> TEXT SEGMENT:

Those prices are nuts. There are dozens of top-notch DIY designs out there that use drivers <$100/ea, in my mind there's no reason to be spending thousands. There are diminishing returns in buying the expensive drivers. Oversights or mistakes in the design, or a bad measurement make a way bigger impact on the project than any noticeable "upgrade" from a $100 tweeter to a $500 tweeter.


----------



## lanayapiper (Oct 6, 2012)

ellisr63 said:


> EEK $6400 in drivers... Def will be out of my price range


$6,400 for drivers? That's way too expensive. But I think this will definitely give a monster sound output! Do you agree?


----------



## DrDyna (Jul 21, 2011)

lanayapiper said:


> $6,400 for drivers? That's way too expensive. But I think this will definitely give a monster sound output! Do you agree?


That's the diamonds. I really only include that in the list because you never really know what people might be interested in. It's something I'd probably not try to afford myself, but if Jay Leno wanted a nice pair of speakers...you never know.

> REQUIRED TASKS:
**A)** Could you write out the passage of the speaker-driver thread between "Those prices are" and "a $500 tweeter.", inclusive?
**B)** How would the speaker-driver thread go on from its final post? Extend it with a further reply.

Recorded data
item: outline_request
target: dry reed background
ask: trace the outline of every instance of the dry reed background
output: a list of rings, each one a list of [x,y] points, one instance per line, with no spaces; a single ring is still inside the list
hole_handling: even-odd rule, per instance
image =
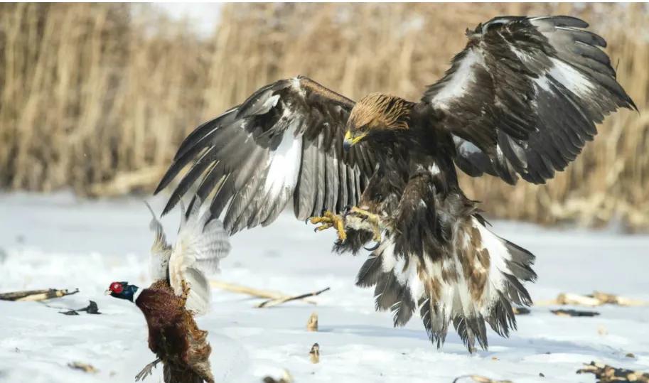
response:
[[[492,215],[649,229],[649,13],[643,4],[228,4],[213,35],[149,6],[0,4],[0,188],[149,192],[200,122],[278,78],[309,75],[353,98],[417,99],[500,14],[562,14],[608,41],[640,109],[599,129],[547,185],[463,178]]]

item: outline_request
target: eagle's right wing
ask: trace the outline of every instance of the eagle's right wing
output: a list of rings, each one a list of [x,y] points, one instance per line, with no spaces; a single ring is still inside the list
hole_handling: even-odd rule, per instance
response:
[[[587,26],[569,16],[503,16],[467,32],[466,48],[420,104],[452,134],[461,169],[542,183],[605,116],[635,107],[600,49],[606,41]]]
[[[194,200],[205,201],[213,193],[211,217],[225,212],[223,225],[230,234],[269,225],[291,198],[301,220],[355,204],[375,160],[362,145],[347,153],[343,150],[354,104],[304,77],[258,90],[185,139],[156,193],[194,163],[163,214],[192,185],[198,185]]]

> ANSWERS GIVEN:
**A)**
Those prices are nuts. There are dozens of top-notch DIY designs out there that use drivers <$100/ea, in my mind there's no reason to be spending thousands. There are diminishing returns in buying the expensive drivers. Oversights or mistakes in the design, or a bad measurement make a way bigger impact on the project than any noticeable "upgrade" from a $100 tweeter to a $500 tweeter.

**B)**
The majority of Troels' designs that I think look great on paper (and I'd like to try building someday) are all right around $1000 or less. They are what I'd consider to be at the top of the price point that I'd suggest people look into building. The TQWT-II is probably at the top of my list, and possibly the OBL-11, the latter you probably shouldn't even look at unless you're single, or have a dedicated audio room.

More medium range constructions can be had, for instance, Paul Carmody's designs, like the Tarkus or the Amiga / ZX Spectrum (what I currently have for mains.) Not a lot of money, but still probably better than anything on the shelf at a big box store with a comparable price tag.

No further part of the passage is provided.